**Material supplied:**
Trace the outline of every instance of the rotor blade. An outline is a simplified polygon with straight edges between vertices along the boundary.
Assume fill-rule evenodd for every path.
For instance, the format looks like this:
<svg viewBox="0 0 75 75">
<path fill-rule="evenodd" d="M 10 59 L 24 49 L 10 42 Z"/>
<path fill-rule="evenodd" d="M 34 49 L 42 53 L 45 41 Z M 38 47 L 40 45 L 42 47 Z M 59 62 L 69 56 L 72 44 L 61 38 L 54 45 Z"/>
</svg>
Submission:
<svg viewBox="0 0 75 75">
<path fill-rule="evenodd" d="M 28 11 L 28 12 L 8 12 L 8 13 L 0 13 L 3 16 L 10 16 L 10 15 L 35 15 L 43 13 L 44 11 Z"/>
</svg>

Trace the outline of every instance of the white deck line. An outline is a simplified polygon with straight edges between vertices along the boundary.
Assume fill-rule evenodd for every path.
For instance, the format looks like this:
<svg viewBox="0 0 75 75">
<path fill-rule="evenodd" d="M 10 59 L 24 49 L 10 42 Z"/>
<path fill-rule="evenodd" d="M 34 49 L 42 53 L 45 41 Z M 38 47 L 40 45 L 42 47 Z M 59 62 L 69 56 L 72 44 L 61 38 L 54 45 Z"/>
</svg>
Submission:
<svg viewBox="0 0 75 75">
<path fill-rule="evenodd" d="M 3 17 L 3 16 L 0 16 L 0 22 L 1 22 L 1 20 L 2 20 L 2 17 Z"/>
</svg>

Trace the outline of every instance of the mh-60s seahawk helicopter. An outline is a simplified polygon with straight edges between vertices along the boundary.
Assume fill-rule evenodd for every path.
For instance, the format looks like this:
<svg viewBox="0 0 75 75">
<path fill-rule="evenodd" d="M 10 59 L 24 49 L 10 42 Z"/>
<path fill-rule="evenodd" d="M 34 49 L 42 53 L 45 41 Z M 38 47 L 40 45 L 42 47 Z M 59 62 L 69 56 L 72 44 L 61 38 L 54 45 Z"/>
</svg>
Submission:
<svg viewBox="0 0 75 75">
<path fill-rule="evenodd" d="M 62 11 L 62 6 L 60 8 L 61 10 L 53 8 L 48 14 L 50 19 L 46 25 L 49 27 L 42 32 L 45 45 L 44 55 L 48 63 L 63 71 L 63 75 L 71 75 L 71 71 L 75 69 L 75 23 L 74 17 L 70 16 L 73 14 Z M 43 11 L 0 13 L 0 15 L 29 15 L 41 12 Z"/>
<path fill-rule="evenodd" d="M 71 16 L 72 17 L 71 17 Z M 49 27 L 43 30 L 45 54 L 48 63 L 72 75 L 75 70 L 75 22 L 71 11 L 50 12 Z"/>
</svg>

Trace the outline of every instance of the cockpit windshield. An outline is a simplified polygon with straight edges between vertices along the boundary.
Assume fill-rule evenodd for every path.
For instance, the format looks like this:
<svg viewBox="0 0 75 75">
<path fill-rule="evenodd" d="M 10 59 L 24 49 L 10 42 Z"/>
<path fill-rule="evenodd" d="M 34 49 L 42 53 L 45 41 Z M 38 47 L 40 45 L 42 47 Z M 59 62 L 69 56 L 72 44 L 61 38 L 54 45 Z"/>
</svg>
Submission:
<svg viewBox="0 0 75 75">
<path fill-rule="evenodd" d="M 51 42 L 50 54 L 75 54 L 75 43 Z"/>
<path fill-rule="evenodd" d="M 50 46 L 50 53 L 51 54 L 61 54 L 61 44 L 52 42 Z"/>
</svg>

**Work to do:** Format every line of the records above as a single numbered list, in order, leaving out the blank lines.

**Result of this exercise:**
1. Trace the outline of every instance of the rotor blade. An outline is a simplified polygon with straight edges between vertices along the boundary.
2. Assume fill-rule evenodd for every path.
3. For instance, the format looks like this:
4. <svg viewBox="0 0 75 75">
5. <path fill-rule="evenodd" d="M 10 59 L 24 49 L 10 42 Z"/>
6. <path fill-rule="evenodd" d="M 34 49 L 42 53 L 45 41 Z M 38 47 L 40 45 L 42 47 Z M 59 62 L 69 56 L 72 44 L 61 38 L 54 45 Z"/>
7. </svg>
8. Submission:
9. <svg viewBox="0 0 75 75">
10. <path fill-rule="evenodd" d="M 28 11 L 28 12 L 8 12 L 8 13 L 0 13 L 3 16 L 10 16 L 10 15 L 35 15 L 43 13 L 44 11 Z"/>
11. </svg>
12. Trace the outline of every instance of the white deck line. An outline is a simplified polygon with straight edges between vertices along the boundary.
13. Assume fill-rule evenodd for every path.
14. For instance, the format looks like this:
15. <svg viewBox="0 0 75 75">
16. <path fill-rule="evenodd" d="M 10 59 L 24 49 L 10 42 Z"/>
17. <path fill-rule="evenodd" d="M 34 49 L 42 53 L 45 41 Z M 38 47 L 40 45 L 42 47 Z M 59 62 L 69 56 L 72 44 L 61 38 L 54 45 Z"/>
18. </svg>
19. Submission:
20. <svg viewBox="0 0 75 75">
21. <path fill-rule="evenodd" d="M 3 17 L 3 16 L 0 16 L 0 22 L 1 22 L 1 20 L 2 20 L 2 17 Z"/>
22. </svg>
23. Trace the outline of every instance of the mh-60s seahawk helicopter. An outline is a simplified polygon with straight edges between vertices along the boundary.
24. Assume fill-rule evenodd for every path.
25. For instance, the format looks like this:
26. <svg viewBox="0 0 75 75">
27. <path fill-rule="evenodd" d="M 10 59 L 24 49 L 10 42 Z"/>
28. <path fill-rule="evenodd" d="M 34 49 L 42 53 L 45 41 Z M 38 47 L 40 45 L 42 47 Z M 59 62 L 69 56 L 72 44 L 61 38 L 54 45 Z"/>
29. </svg>
30. Submission:
31. <svg viewBox="0 0 75 75">
32. <path fill-rule="evenodd" d="M 62 11 L 62 6 L 60 8 L 61 10 L 53 8 L 48 14 L 50 19 L 46 25 L 49 27 L 42 32 L 45 45 L 44 55 L 48 63 L 63 71 L 63 75 L 71 75 L 71 71 L 75 69 L 75 23 L 74 17 L 70 16 L 73 14 Z M 43 11 L 0 13 L 0 15 L 29 15 L 41 12 Z"/>
33. <path fill-rule="evenodd" d="M 71 16 L 72 17 L 71 17 Z M 49 27 L 43 30 L 45 54 L 48 63 L 72 75 L 75 70 L 75 22 L 71 11 L 50 12 Z"/>
34. </svg>
35. Trace the outline of every instance of the cockpit windshield. An outline is a simplified polygon with straight edges between vertices along the boundary.
36. Assume fill-rule evenodd for every path.
37. For instance, the format looks like this:
38. <svg viewBox="0 0 75 75">
39. <path fill-rule="evenodd" d="M 10 59 L 24 49 L 10 42 Z"/>
40. <path fill-rule="evenodd" d="M 34 49 L 42 53 L 45 41 Z M 38 47 L 40 45 L 42 47 Z M 59 62 L 69 56 L 72 44 L 61 38 L 54 45 Z"/>
41. </svg>
42. Submission:
43. <svg viewBox="0 0 75 75">
44. <path fill-rule="evenodd" d="M 51 42 L 50 54 L 75 54 L 75 43 Z"/>
45. <path fill-rule="evenodd" d="M 50 46 L 50 53 L 51 54 L 61 54 L 61 44 L 52 42 Z"/>
46. </svg>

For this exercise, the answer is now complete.